- [Extrait]:
Il y a également lieu de mentionner l'alinéa
20(1)a) de la Loi. Là encore, il est
prévu que la déductibilité dépend
de la source de revenu. Il me paraît évident que
le coût en capital de l'actif ne se rapporte pas au
revenu que la demanderesse a tiré de la vente
d'automobiles et de services rendus aux automobilistes,
c'est-à-dire l'entreprise qu'elle exploitait pendant
son année d'imposition 1984.
Il nous reste à examiner l'argument de la
demanderesse fondé sur l'article 88 de la Loi. Il
s'agit de son argument le plus fort. La demanderesse souligne
qu'en vertu de ce paragraphe, lorsqu'une compagnie
mère liquide une filiale, l'actif de celle-ci lui est
automatiquement transféré libre d'impôt.
Selon la demanderesse, cette disposition législative
permet le transfert de tous les droits et obligations et,
à sa lecture, elle ne prévoit pas que l'actif
doive produire un revenu.
En toute déférence pour l'imagination et la
compétence de tous ceux qui ont pris part aux
nombreuses opérations effectuées, une analyse
plus approfondie des dispositions les plus pertinentes de ce
paragraphe m'amène à conclure
différemment. Voici ces dispositions:
88 (1.1)

- [Données fournies]:
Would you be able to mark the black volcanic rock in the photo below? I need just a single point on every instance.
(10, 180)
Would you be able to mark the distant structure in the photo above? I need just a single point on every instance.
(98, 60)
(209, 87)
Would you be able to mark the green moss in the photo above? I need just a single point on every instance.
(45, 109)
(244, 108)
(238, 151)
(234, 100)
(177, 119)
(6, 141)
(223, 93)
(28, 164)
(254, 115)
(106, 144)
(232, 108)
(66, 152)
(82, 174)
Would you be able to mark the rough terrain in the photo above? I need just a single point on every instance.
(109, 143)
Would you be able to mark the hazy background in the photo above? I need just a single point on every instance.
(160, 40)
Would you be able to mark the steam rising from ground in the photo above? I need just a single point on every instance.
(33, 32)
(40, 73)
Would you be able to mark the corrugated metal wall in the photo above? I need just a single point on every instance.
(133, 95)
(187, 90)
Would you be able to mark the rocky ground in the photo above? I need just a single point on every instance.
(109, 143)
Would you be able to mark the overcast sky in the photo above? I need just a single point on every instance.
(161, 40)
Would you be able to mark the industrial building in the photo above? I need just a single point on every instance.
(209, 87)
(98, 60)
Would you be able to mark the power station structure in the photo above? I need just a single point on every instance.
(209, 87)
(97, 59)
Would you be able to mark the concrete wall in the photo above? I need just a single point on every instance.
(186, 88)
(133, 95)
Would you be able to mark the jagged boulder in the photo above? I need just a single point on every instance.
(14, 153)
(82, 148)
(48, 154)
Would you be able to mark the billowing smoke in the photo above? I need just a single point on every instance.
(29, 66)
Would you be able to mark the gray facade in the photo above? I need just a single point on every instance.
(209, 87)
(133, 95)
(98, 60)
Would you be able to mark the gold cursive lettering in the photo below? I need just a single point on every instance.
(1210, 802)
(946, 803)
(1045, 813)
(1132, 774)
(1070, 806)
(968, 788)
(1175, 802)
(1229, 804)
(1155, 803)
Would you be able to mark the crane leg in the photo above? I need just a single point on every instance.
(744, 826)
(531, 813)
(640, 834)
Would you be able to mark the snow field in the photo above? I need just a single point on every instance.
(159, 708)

- [Exercices]:
(1) Réécrivez plus brièvement le paragraphe de l'extrait qui commence par « Il y a également lieu de mentionner », en conservant ses faits principaux.
(2) Combien de lignes des enregistrements contiennent la chaîne « below », en tenant compte de la casse ? Donnez seulement ce nombre.

- [Corrigé]:
(1) L'alinéa 20(1)a) de la Loi fait lui aussi dépendre la déductibilité de la source de revenu. Or le coût en capital de l'actif ne se rapporte manifestement pas au revenu que la demanderesse a tiré, pendant son année d'imposition 1984, de son entreprise de vente d'automobiles et de services aux automobilistes.

(2) 2